_Extrait proposé_:
# # # # #
Des particules du
rayonnement cosmique jusqu'à des énergies d'environ 100 téraélectronvolts (TeV) (1) sont
produites dans notre Galaxie par des objets comme les vestiges de supernova et
les nébuleuses à vent de pulsar. Divers arguments théoriques, couplés aux
observations directes des rayons cosmiques atteignant la Terre, indiquent que
les "usines" galactiques de rayons cosmiques devraient être capables
de produire des particules jusqu'à des énergies d'au moins un pétaélectronvolt
(PeV) (2) énergies 100 fois plus élevées que celles jamais atteintes par l'Homme. Alors
que ces dernières années ont vu la découverte de nombreux accélérateurs au TeV
et à quelques dizaines de TeV, les sources de plus haute énergie restaient
inconnues.
L’analyse détaillée
de la région du centre galactique observée pendant près de dix ans par le
réseau de télescopes H.E.S.S. (High Energy Stereoscopic System), en Namibie,
auquel contribuent le CNRS et le CEA., est publiée aujourd’hui dans la revue
Nature. Lors de ses trois premières années d’observation, H.E.S.S a permis de
découvrir une source ponctuelle et très puissante de rayons gamma au centre
galactique, ainsi qu’une émission diffuse provenant des nuages moléculaires
géants qui l’entourent dans une région d'environ 500 années-lumière de large.
Ces nuages moléculaires, lorsqu'ils sont bombardés par des protons de très
haute énergie, émettent des rayons gamma produits lors de l'interaction
des protons avec la matière des nuages. La correspondance spatiale entre
l'émission diffuse observée et la quantité de matière dans les nuages (déduite
d’autres observations) indiquait la présence d’un ou plusieurs accélérateurs de
rayons cosmiques (en particulier de protons) tapis quelque part dans cette
région, mais cette source restait inconnue.
Les observations
plus approfondies, obtenues par H.E.S.S. entre 2004 et 2013, apportent un
nouvel éclairage sur cette question. Le volume record de données récoltées
ainsi que les progrès effectués dans les méthodes d‘analyse permettent de
mesurer la répartition spatiale des protons et leur énergie et de localiser
l’origine de ces rayons cosmiques. Il s’agit d’une source cosmique située au
centre exact de la Voie Lactée, capable d'accélérer des protons jusqu'à des
énergies voisines du pétaélectronvolt. Les chercheurs pensent qu’elle émet sans
interruption depuis au moins mille ans. Elle constituerait ainsi le premier "Pévatron" (3) jamais observé.
# # # # #
_Données fournies_:
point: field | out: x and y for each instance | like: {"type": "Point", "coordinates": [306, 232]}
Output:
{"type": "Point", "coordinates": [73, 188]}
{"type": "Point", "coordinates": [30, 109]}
# # # # #
_Consignes de l'exercice_:
[a] Selon l'extrait proposé, qu'est-ce qui a permis de localiser l'origine des rayons cosmiques du centre galactique ?
[b] Relevez tous les sigles et abréviations qui figurent dans l'extrait proposé.

_Réponses dans l'ordre_:
[a] Grâce au volume record de données récoltées par H.E.S.S. entre 2004 et 2013 et aux progrès des méthodes d'analyse, on a pu mesurer la répartition spatiale des protons et leur énergie. On a ainsi localisé l'origine de ces rayons cosmiques.

[b] TeV, PeV, H.E.S.S., CNRS, CEA